_Dataset entries_.
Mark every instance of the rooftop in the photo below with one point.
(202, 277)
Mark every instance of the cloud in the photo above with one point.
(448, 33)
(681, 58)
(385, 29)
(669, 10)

_Exercise aim_.
Can you output every line of the data above as a Markdown table with the columns Row and Line, numbering the rows and leaving out any blank lines?

_Output_.
| Row | Line |
|---|---|
| 1 | Mark every instance of the rooftop in the photo below with one point. |
| 2 | (202, 277) |
| 3 | Mark every instance of the cloud in the photo above with one point. |
| 4 | (448, 33) |
| 5 | (681, 58) |
| 6 | (385, 29) |
| 7 | (669, 10) |